___ Records for processing ___

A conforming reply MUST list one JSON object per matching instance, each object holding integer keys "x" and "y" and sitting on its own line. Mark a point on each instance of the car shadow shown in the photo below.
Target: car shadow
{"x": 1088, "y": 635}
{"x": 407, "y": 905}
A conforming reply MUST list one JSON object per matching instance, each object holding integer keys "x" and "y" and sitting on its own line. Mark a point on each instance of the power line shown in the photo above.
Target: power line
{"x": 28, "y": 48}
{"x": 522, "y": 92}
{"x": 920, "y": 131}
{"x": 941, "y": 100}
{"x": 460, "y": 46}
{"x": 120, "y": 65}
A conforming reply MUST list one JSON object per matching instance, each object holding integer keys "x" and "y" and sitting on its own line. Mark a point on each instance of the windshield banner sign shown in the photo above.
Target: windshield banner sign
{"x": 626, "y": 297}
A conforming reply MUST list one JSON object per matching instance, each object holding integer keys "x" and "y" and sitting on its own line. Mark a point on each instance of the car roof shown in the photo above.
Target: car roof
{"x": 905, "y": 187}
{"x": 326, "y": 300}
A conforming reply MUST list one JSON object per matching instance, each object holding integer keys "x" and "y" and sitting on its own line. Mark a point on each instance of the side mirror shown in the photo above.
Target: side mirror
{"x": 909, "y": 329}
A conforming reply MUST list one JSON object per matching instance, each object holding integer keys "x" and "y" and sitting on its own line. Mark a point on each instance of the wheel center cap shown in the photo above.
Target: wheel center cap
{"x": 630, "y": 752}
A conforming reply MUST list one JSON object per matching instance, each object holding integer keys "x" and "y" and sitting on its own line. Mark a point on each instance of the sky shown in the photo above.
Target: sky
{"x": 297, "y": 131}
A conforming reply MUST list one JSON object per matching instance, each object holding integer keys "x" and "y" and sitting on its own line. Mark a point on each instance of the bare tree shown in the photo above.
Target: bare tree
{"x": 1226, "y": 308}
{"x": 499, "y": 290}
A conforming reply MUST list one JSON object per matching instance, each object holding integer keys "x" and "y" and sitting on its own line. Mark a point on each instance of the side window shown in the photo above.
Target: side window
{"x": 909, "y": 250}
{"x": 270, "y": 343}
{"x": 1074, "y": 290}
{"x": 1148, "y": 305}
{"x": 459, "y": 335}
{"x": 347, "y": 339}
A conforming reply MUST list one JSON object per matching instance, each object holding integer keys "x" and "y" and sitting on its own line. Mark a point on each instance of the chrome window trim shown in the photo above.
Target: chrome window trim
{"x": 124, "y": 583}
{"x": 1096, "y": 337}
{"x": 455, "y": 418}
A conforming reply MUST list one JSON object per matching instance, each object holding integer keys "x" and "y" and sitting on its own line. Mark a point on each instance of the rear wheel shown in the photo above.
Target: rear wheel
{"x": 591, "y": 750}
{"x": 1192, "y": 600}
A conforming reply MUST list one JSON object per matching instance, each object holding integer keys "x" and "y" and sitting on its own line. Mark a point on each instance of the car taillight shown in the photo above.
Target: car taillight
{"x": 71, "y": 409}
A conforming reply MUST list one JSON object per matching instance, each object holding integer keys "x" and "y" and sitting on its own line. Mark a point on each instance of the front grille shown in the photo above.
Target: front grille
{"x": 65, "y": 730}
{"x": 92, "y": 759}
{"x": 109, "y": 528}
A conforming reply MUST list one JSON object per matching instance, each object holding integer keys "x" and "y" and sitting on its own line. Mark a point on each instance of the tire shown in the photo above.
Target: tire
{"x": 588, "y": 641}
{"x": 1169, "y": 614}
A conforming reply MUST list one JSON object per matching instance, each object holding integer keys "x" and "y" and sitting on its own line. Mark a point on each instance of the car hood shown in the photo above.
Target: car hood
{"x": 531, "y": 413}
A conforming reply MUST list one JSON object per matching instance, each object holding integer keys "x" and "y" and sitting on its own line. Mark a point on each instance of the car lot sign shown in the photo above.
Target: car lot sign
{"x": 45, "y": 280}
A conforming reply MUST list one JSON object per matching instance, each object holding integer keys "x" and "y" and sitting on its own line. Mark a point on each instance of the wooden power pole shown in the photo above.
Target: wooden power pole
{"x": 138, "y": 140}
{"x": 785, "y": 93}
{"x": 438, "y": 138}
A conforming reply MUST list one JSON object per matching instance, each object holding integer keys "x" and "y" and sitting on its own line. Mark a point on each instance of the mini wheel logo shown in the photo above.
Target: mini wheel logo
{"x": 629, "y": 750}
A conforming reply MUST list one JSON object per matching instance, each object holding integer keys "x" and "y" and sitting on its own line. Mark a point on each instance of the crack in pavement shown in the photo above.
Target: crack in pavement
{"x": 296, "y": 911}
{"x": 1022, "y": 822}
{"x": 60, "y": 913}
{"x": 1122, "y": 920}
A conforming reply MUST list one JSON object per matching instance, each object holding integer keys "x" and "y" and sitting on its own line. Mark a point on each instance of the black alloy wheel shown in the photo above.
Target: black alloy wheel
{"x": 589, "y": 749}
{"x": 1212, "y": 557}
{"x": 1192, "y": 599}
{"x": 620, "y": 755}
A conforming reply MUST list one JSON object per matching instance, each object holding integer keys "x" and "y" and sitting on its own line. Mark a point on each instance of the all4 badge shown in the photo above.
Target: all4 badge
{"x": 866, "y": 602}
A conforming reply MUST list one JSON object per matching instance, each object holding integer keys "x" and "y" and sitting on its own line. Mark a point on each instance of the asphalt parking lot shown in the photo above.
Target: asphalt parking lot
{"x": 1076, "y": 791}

___

§ Job
In the entries above, find the line containing "alloy wheel shown in the photo above.". Set down that line and every line after it through the last one, exactly and alone.

§ The reply
A conforming reply MUST list one JSON object per matching instance, each object holding integer keys "x" and "y" and sitting on its own line. Mark a point on each instance of the black alloy wheel shown in the photo above.
Target: black alloy wheel
{"x": 589, "y": 749}
{"x": 1212, "y": 557}
{"x": 1192, "y": 599}
{"x": 620, "y": 755}
A conforming reply MUST list one JSON object per matching instance, each object holding integer keys "x" and "y" and sitting on its own line. Mark a point on each instance of the all4 badge shown in the photo above.
Target: all4 badge
{"x": 866, "y": 602}
A conforming reply MUST list one JSON object per matching instance, each object holding integer keys "x" and "y" and sitting on its own line. Mark a point on each instance of the asphalt parking lot shown in the photo above.
Target: asphalt parking lot
{"x": 1076, "y": 791}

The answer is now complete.